* Text zum Lesen

==============================

Im Jahr 2030 wird jeder fünfte Mensch im arbeitsfähigen Alter auf der Erde Inder sein, hat Bloomberg errechnet. Die Arbeitslosenquote in Indien lag im ersten Quartal dieses Jahres bei 8,05 Prozent, bei den 20- bis 24-Jährigen aber bei 42,8 Prozent. Millionen Inder wandern in andere Länder aus, darunter Russland, das sich mit den Chinesen bereits den ersten Platz bei der Zahl der aus dem Ausland kommenden Arbeitskräfte teilt.
Um die wachsende Bevölkerung mit Arbeit zu versorgen, muss Indien bis zum Ende des Jahrzehnts mindestens 115 Millionen neue Arbeitsplätze schaffen, was selbst vor dem Hintergrund des derzeitigen Wirtschaftswachstums nahezu unrealistisch ist. In dieser Situation suchen die Inder Arbeit im Ausland, auch in Russland.
Laut der Datenbank des Statistikportals EMISS (Einheitliches behördenübergreifendes System für Information und Statistik) kamen im ersten Halbjahr 2024 9.600 Menschen aus Indien nach Russland, um hier zu arbeiten. Im ersten Halbjahr 2023 waren es 3.280. Im Jahr 2023 waren es dem Portal zufolge insgesamt 6.790 Personen, wobei der größte Zustrom zum Jahresende erfolgte (473 bzw. 674 Inder kamen im ersten und zweiten Quartal, 2.635 bzw. 3.008 im dritten und sechsten Quartal).

==============================

* Dateneinträge
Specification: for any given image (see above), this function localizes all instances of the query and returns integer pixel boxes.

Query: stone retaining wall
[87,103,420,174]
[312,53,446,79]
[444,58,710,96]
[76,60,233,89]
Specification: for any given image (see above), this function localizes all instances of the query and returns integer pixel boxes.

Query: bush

==============================

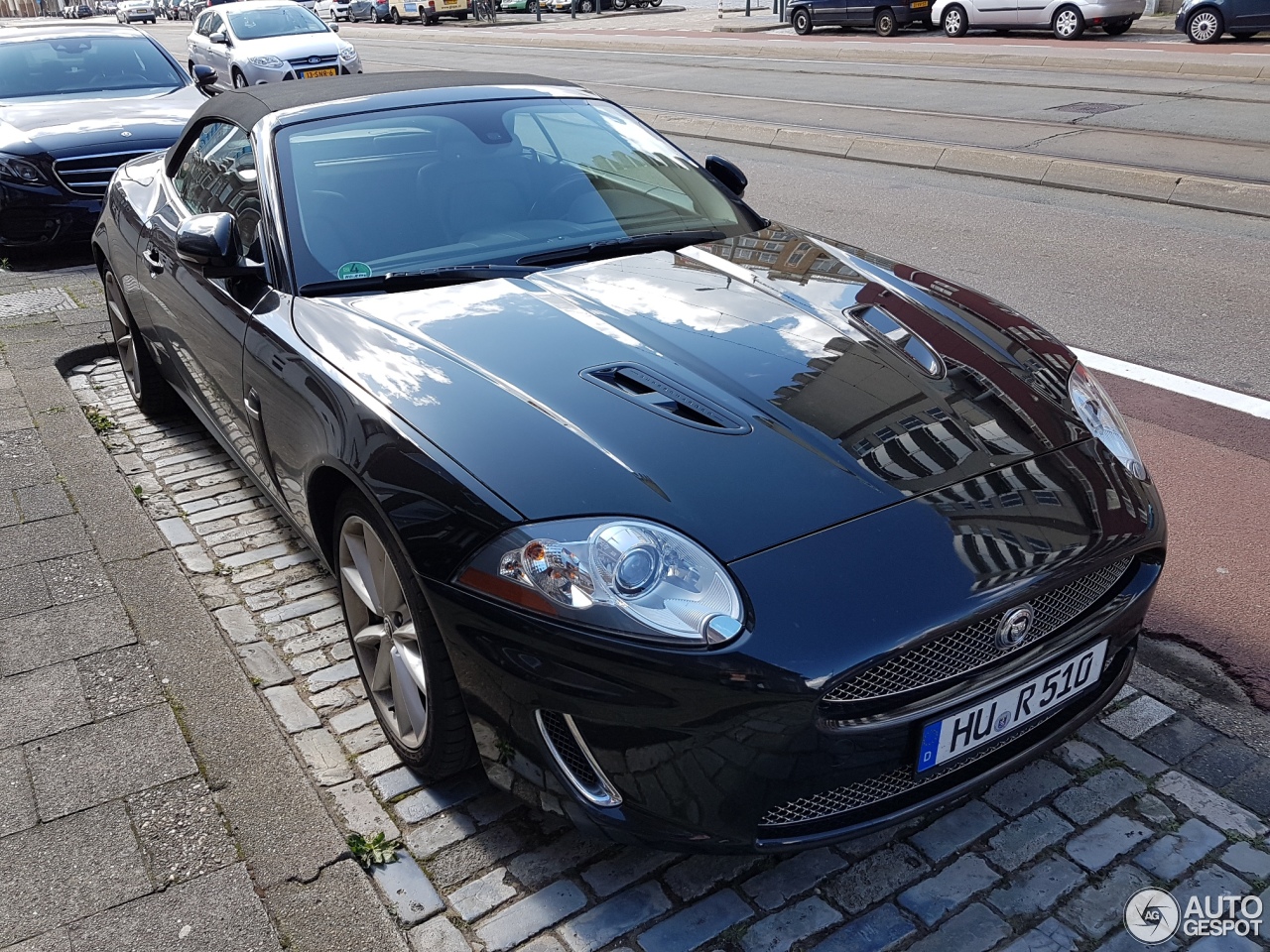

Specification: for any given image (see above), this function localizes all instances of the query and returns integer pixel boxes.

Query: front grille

==============================

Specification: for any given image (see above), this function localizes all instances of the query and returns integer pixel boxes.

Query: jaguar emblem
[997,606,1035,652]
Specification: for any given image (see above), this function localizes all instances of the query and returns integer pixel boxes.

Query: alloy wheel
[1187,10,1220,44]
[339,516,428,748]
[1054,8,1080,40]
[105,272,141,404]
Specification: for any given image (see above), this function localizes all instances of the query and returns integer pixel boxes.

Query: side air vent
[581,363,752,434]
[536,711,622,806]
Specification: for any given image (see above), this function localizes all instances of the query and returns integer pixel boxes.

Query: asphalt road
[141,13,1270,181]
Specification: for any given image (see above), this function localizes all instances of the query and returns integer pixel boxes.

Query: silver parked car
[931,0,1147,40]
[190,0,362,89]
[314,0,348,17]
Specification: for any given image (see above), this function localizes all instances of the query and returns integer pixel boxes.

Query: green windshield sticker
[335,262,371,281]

==============================

* Aufgabe
Führe den Text über die Arbeitsmigration aus Indien nach Russland im Anschluss an seinen letzten Satz fort.

* Antwort zur Aufgabe
Im Jahr 2022 belief sich die Zahl der indischen Einwohner, die zu Arbeitszwecken nach Russland kamen, auf 2.760 Personen. EMISS liefert keine Daten über ausreisende Arbeitskräfte, aber nach Angaben der indischen Gemeinschaft in Russland beläuft sich die Zahl der indischen Community in Russland inzwischen auf 14.000.
Ende 2023 berichtete das russische Einzelhandelsunternehmen Magnit über Pläne zur Einstellung von Arbeitskräften aus Nicht-GUS-Ländern, insbesondere aus Indien, vor allem für den Logistikbereich. Und im Juli 2024 lud die russische BTK Gruppe Inder ein, in ihren Bekleidungsunternehmen in der Region Saratow zu arbeiten.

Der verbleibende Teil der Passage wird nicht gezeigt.